* What is expected *
Please write out the following text about buying Salman Rushdie's memoir in full, word for word.

— Start of Given text —

Last Tuesday Bronwyn and I skived off work in the afternoon to go to the pictures. We hadn't been for weeks, and that's always the best time to go: it's cheaper, and the cinemas are mostly empty.
Afterwards she had some stuff she wanted to buy in Whitcoulls, so we popped in there for a bit. Into a bookshop. Always dangerous.
Up on the shelves, at a special "school holidays price" of five dollars off, was Salman Rushdie's memoir Joseph Anton. I looked at it, sniffed it (terribly ugly cover: waxy, showing every fingerprint and dint), walked away, came back, looked at it again, succumbed, bought it.
Since then it's occupied virtually every waking hour. I've been gulping it down like crack cocaine. Is it a good book? Who can say? It's certainly very readable ...

— End of Given text —
— Start of Dataset excerpts —

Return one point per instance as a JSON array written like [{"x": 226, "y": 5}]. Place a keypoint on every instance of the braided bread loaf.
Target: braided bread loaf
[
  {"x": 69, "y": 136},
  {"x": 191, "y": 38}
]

— End of Dataset excerpts —
— Start of Dataset excerpts —

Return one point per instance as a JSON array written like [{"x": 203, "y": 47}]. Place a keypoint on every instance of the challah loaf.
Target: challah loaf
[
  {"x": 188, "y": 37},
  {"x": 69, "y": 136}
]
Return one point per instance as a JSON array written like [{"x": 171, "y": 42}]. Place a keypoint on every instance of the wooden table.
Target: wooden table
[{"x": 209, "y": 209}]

— End of Dataset excerpts —
— Start of Dataset excerpts —

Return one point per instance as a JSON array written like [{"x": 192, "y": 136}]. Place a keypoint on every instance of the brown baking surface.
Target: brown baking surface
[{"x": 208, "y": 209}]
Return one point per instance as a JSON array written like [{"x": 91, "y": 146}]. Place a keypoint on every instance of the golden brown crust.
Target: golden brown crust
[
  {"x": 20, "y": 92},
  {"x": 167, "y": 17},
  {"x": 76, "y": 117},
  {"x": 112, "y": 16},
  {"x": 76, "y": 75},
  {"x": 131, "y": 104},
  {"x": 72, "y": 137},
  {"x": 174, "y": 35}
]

— End of Dataset excerpts —

* Correct result *
Last Tuesday Bronwyn and I skived off work in the afternoon to go to the pictures. We hadn't been for weeks, and that's always the best time to go: it's cheaper, and the cinemas are mostly empty.
Afterwards she had some stuff she wanted to buy in Whitcoulls, so we popped in there for a bit. Into a bookshop. Always dangerous.
Up on the shelves, at a special "school holidays price" of five dollars off, was Salman Rushdie's memoir Joseph Anton. I looked at it, sniffed it (terribly ugly cover: waxy, showing every fingerprint and dint), walked away, came back, looked at it again, succumbed, bought it.
Since then it's occupied virtually every waking hour. I've been gulping it down like crack cocaine. Is it a good book? Who can say? It's certainly very readable ...